Task to carry out:
The records appear below. Copy each one exactly.

[Excerpts from a dataset]
###

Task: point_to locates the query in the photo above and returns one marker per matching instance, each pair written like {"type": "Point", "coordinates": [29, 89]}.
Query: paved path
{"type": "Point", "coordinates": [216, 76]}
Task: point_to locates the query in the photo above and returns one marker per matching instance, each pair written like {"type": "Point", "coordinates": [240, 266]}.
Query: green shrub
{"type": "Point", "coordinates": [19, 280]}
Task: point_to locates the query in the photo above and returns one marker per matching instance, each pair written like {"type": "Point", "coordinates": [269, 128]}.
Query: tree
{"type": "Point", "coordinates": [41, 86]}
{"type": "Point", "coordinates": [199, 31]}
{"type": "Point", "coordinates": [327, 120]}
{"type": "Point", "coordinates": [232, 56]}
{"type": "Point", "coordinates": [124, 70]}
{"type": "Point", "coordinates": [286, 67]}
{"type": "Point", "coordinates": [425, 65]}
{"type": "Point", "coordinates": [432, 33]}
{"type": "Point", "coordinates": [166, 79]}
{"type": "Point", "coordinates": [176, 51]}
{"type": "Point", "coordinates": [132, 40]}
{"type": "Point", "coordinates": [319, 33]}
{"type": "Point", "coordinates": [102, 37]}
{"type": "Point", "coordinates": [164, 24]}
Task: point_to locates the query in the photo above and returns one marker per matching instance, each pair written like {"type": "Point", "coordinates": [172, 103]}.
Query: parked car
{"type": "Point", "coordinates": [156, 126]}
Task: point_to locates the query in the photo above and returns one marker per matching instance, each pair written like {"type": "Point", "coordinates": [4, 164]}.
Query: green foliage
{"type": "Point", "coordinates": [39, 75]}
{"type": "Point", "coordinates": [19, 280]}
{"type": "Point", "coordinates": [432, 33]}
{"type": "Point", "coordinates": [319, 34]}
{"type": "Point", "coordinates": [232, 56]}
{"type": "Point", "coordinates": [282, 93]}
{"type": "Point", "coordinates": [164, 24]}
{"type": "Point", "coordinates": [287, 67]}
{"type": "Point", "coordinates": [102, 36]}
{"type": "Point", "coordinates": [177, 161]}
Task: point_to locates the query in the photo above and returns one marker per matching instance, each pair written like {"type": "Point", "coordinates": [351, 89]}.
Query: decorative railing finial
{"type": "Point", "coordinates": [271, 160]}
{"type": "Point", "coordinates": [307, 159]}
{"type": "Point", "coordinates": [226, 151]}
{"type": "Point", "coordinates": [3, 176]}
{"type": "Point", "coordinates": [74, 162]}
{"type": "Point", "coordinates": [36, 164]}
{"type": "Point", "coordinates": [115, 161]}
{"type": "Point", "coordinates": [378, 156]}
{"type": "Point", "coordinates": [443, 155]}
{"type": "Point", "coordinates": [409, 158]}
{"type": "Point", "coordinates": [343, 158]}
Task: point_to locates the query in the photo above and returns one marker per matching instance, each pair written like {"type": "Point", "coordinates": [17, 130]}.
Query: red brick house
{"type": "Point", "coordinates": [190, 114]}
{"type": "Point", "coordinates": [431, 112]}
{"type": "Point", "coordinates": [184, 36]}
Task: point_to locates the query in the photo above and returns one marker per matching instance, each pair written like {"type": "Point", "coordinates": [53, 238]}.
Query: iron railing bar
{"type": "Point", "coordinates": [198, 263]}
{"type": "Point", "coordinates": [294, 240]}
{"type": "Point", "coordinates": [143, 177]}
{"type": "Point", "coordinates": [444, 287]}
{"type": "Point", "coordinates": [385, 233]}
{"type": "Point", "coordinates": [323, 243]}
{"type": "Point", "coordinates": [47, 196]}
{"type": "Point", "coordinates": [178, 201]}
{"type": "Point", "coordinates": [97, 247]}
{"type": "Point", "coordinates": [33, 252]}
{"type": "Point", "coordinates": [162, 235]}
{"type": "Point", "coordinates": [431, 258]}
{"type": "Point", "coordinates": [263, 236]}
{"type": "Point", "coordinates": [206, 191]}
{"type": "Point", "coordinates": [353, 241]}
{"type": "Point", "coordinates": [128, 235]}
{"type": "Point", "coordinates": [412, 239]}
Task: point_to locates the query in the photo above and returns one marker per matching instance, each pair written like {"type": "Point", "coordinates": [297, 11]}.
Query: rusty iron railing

###

Solution:
Task: point_to locates the query in the photo above and returns one marker per matching instance, each pair written like {"type": "Point", "coordinates": [29, 89]}.
Query: paved path
{"type": "Point", "coordinates": [216, 76]}
Task: point_to locates the query in the photo above and returns one marker per matching instance, each pair written like {"type": "Point", "coordinates": [240, 266]}.
Query: green shrub
{"type": "Point", "coordinates": [19, 280]}
Task: point_to locates the query in the photo above and returns one marker per matching instance, each pair written like {"type": "Point", "coordinates": [269, 128]}.
Query: tree
{"type": "Point", "coordinates": [41, 86]}
{"type": "Point", "coordinates": [199, 31]}
{"type": "Point", "coordinates": [327, 120]}
{"type": "Point", "coordinates": [232, 56]}
{"type": "Point", "coordinates": [124, 70]}
{"type": "Point", "coordinates": [286, 67]}
{"type": "Point", "coordinates": [425, 65]}
{"type": "Point", "coordinates": [432, 33]}
{"type": "Point", "coordinates": [166, 79]}
{"type": "Point", "coordinates": [176, 51]}
{"type": "Point", "coordinates": [132, 40]}
{"type": "Point", "coordinates": [319, 33]}
{"type": "Point", "coordinates": [102, 37]}
{"type": "Point", "coordinates": [164, 24]}
Task: point_to locates the query in the photo above and returns one marker per matching instance, each pair written like {"type": "Point", "coordinates": [172, 103]}.
Query: parked car
{"type": "Point", "coordinates": [156, 126]}
Task: point_to locates the query in the photo above and returns one marker per matching instance, each pair written like {"type": "Point", "coordinates": [4, 164]}.
Query: green foliage
{"type": "Point", "coordinates": [39, 75]}
{"type": "Point", "coordinates": [19, 280]}
{"type": "Point", "coordinates": [432, 33]}
{"type": "Point", "coordinates": [319, 34]}
{"type": "Point", "coordinates": [232, 56]}
{"type": "Point", "coordinates": [282, 93]}
{"type": "Point", "coordinates": [164, 24]}
{"type": "Point", "coordinates": [287, 67]}
{"type": "Point", "coordinates": [102, 36]}
{"type": "Point", "coordinates": [177, 161]}
Task: point_to locates the query in the photo above and returns one marker per matching instance, each pair written like {"type": "Point", "coordinates": [351, 89]}.
Query: decorative railing finial
{"type": "Point", "coordinates": [271, 160]}
{"type": "Point", "coordinates": [307, 159]}
{"type": "Point", "coordinates": [226, 151]}
{"type": "Point", "coordinates": [3, 176]}
{"type": "Point", "coordinates": [74, 162]}
{"type": "Point", "coordinates": [36, 164]}
{"type": "Point", "coordinates": [115, 161]}
{"type": "Point", "coordinates": [378, 156]}
{"type": "Point", "coordinates": [443, 155]}
{"type": "Point", "coordinates": [409, 158]}
{"type": "Point", "coordinates": [343, 158]}
Task: point_to locates the query in the photo above and returns one marker per matching instance, each pair written like {"type": "Point", "coordinates": [17, 130]}.
Query: red brick house
{"type": "Point", "coordinates": [190, 114]}
{"type": "Point", "coordinates": [431, 112]}
{"type": "Point", "coordinates": [184, 36]}
Task: point_to locates the query in the photo above and returns one marker per matching instance, each pair written like {"type": "Point", "coordinates": [53, 238]}.
Query: iron railing bar
{"type": "Point", "coordinates": [198, 263]}
{"type": "Point", "coordinates": [294, 240]}
{"type": "Point", "coordinates": [143, 177]}
{"type": "Point", "coordinates": [444, 287]}
{"type": "Point", "coordinates": [385, 233]}
{"type": "Point", "coordinates": [323, 243]}
{"type": "Point", "coordinates": [47, 196]}
{"type": "Point", "coordinates": [178, 201]}
{"type": "Point", "coordinates": [97, 247]}
{"type": "Point", "coordinates": [33, 252]}
{"type": "Point", "coordinates": [162, 235]}
{"type": "Point", "coordinates": [431, 258]}
{"type": "Point", "coordinates": [263, 236]}
{"type": "Point", "coordinates": [206, 191]}
{"type": "Point", "coordinates": [353, 241]}
{"type": "Point", "coordinates": [128, 235]}
{"type": "Point", "coordinates": [412, 239]}
Task: point_to locates the query in the photo above and returns one marker per matching instance, each pair written like {"type": "Point", "coordinates": [297, 11]}.
Query: rusty iron railing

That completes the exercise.